WHAT YOU HAVE TO DO - Render the material below as a Markdown table with two columns, Row and Entry. Give each line its own numbered row and leave out any blank lines.

MATERIAL TO PROCESS -
(begin)

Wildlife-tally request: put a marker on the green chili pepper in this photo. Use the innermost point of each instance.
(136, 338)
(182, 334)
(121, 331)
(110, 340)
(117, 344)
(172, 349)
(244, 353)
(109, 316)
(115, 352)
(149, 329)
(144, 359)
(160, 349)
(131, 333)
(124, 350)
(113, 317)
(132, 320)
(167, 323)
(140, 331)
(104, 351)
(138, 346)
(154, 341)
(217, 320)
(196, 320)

(end)

THE RESPONSE -
| Row | Entry |
|---|---|
| 1 | Wildlife-tally request: put a marker on the green chili pepper in this photo. Use the innermost point of each instance. |
| 2 | (136, 338) |
| 3 | (182, 334) |
| 4 | (121, 331) |
| 5 | (110, 340) |
| 6 | (117, 344) |
| 7 | (172, 349) |
| 8 | (244, 353) |
| 9 | (109, 316) |
| 10 | (115, 352) |
| 11 | (149, 329) |
| 12 | (144, 359) |
| 13 | (160, 349) |
| 14 | (131, 333) |
| 15 | (124, 350) |
| 16 | (113, 317) |
| 17 | (132, 320) |
| 18 | (167, 323) |
| 19 | (140, 331) |
| 20 | (104, 351) |
| 21 | (138, 346) |
| 22 | (154, 341) |
| 23 | (217, 320) |
| 24 | (196, 320) |